**WHAT THE EXERCISE ASKS**
From the entries that follow, copy exactly the lines beginning at the line holding "of the silver" and continuing through the line holding "of the parked".
___ LISTED RECORDS ___
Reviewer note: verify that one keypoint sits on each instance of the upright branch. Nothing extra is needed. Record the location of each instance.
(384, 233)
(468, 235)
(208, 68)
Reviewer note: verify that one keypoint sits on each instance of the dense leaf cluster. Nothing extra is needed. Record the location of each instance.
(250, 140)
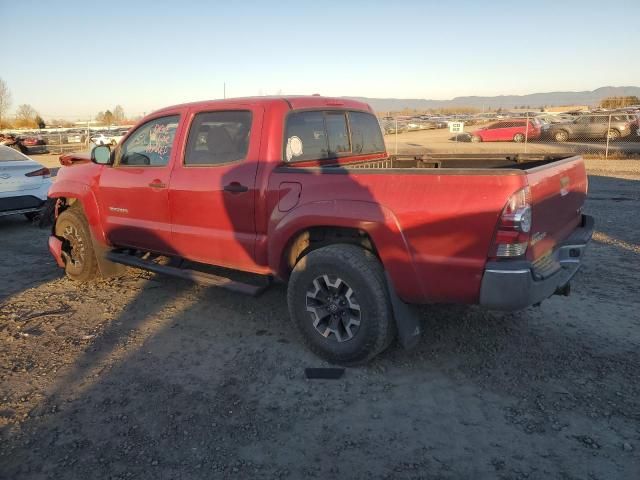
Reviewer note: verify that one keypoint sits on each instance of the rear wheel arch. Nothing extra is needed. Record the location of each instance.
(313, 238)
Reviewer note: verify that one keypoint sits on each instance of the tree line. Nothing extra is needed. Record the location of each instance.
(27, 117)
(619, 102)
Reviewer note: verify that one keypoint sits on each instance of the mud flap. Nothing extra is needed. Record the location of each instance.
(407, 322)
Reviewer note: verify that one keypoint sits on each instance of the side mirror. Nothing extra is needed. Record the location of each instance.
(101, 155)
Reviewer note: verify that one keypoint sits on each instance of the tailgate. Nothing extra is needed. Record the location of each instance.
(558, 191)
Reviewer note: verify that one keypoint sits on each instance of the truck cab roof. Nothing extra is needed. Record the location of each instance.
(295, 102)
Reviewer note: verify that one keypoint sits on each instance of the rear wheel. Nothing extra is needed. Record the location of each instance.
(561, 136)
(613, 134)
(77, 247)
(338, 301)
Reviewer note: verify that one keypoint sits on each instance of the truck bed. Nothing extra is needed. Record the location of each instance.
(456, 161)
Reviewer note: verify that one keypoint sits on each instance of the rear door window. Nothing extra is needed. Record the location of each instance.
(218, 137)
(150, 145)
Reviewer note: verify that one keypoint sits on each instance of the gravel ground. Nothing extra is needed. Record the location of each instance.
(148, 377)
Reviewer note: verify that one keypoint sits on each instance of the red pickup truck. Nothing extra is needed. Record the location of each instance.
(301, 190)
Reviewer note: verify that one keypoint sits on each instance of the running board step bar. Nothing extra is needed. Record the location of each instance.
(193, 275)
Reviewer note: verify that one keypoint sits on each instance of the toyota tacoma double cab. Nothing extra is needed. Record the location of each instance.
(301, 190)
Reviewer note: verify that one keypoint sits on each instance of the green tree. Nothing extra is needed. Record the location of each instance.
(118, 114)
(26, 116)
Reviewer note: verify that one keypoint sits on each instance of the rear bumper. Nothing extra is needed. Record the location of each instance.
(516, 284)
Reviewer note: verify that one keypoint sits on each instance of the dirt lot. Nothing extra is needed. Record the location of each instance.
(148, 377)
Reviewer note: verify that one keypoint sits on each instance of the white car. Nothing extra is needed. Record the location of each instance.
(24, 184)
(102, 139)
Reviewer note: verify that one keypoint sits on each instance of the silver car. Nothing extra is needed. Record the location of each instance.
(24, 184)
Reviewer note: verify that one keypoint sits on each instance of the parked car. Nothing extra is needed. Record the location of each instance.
___
___ LISTED RECORDS ___
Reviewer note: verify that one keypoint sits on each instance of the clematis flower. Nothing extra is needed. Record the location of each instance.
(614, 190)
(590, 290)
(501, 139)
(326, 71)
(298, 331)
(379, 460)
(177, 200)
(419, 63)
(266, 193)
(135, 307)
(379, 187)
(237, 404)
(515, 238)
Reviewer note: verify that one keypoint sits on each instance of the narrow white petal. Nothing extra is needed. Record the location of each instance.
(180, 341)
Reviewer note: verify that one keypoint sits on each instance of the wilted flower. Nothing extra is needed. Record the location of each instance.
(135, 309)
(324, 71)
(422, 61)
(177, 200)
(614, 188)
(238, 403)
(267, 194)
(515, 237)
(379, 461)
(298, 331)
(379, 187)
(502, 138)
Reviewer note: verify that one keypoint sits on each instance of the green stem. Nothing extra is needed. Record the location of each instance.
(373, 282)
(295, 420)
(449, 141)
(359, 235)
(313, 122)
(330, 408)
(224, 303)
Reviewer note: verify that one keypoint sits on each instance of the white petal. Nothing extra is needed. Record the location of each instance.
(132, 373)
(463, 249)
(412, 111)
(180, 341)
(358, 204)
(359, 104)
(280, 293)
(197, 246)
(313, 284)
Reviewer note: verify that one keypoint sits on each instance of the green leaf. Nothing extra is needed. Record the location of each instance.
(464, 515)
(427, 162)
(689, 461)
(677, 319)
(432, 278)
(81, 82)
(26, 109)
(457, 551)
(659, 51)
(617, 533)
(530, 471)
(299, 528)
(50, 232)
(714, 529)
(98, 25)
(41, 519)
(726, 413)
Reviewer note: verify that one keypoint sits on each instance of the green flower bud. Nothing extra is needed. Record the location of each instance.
___
**WORKED SOLUTION**
Reviewer note: verify that one keypoint sits on each instance of the silver car. Nothing extra is needed. Record the location of each instance.
(24, 184)
Reviewer note: verify that one keypoint sits on each instance of the parked car. Nothing extra is needed. Record the location of each instance.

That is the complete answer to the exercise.